— Start Material shown —
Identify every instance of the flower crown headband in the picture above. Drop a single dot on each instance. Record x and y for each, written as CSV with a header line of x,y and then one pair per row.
— End Material shown —
— Start Material shown —
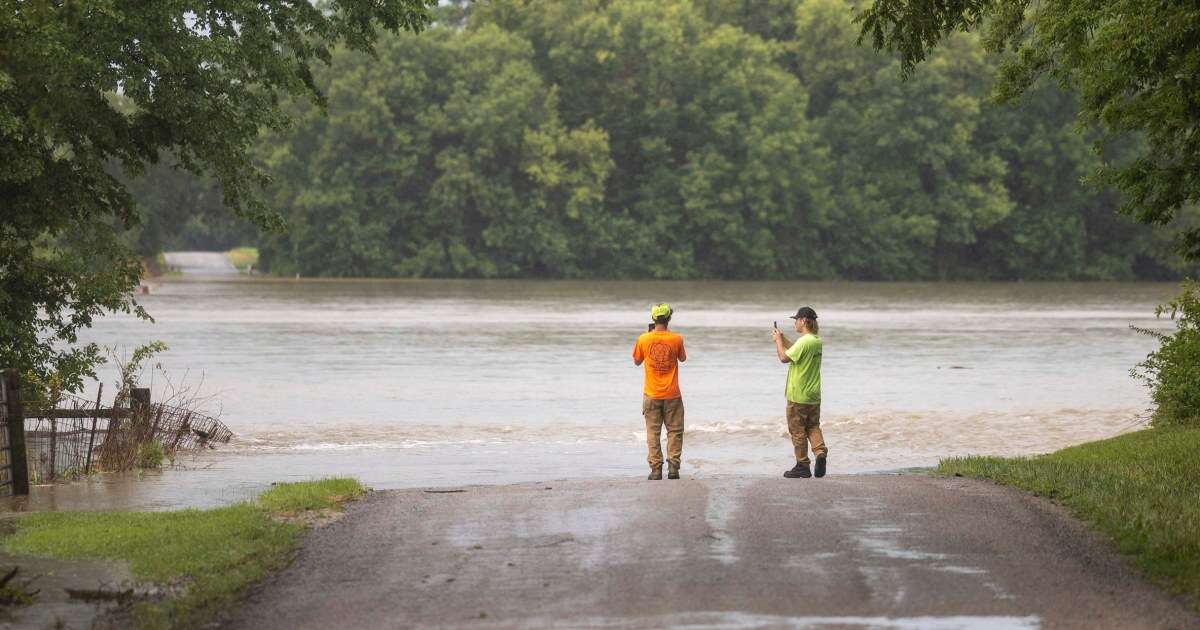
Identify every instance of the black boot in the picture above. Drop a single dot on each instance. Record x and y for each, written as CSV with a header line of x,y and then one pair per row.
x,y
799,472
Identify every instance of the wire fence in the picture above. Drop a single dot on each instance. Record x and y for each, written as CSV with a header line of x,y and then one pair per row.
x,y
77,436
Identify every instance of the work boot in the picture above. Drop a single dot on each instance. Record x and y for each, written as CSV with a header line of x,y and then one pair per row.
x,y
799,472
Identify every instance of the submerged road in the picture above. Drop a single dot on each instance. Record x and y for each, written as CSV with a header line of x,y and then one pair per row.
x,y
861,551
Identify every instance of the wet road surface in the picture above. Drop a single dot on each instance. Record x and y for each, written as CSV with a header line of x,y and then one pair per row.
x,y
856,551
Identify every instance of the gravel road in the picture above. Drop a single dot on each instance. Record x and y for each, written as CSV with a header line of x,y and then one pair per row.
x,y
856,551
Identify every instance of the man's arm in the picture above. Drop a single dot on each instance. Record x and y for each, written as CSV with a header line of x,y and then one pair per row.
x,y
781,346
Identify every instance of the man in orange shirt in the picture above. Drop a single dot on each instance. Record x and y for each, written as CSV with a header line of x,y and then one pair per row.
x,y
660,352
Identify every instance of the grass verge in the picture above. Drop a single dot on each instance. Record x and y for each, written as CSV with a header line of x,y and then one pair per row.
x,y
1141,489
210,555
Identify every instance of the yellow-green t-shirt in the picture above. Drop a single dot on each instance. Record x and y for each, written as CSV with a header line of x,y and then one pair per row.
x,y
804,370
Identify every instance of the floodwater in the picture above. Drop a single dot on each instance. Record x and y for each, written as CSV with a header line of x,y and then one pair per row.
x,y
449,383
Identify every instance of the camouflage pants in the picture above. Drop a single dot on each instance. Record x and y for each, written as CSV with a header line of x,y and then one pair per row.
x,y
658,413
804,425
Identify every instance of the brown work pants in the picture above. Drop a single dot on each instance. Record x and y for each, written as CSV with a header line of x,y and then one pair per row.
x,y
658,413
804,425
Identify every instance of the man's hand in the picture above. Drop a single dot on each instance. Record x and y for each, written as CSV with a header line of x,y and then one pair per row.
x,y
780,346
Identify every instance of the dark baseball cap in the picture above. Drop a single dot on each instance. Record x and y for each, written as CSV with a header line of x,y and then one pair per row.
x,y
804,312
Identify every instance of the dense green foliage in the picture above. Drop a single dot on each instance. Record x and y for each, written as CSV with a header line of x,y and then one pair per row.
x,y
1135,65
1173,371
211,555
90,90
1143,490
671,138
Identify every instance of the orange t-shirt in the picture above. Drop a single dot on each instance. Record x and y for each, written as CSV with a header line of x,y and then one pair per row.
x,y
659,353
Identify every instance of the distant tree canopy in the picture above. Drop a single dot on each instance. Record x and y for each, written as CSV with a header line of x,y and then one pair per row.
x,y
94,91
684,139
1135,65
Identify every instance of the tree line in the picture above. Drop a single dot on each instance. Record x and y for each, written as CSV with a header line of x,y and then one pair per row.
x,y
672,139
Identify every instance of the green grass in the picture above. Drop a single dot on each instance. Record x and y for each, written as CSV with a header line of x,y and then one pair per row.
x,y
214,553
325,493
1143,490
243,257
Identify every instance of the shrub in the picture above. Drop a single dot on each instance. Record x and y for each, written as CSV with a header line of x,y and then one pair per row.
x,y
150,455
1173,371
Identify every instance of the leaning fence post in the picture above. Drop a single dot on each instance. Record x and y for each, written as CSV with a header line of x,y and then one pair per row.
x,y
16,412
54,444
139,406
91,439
— End Material shown —
* [Do this]: How many lines in the items above contain the word "orange"? Reply with the number alone.

* [The output]: 2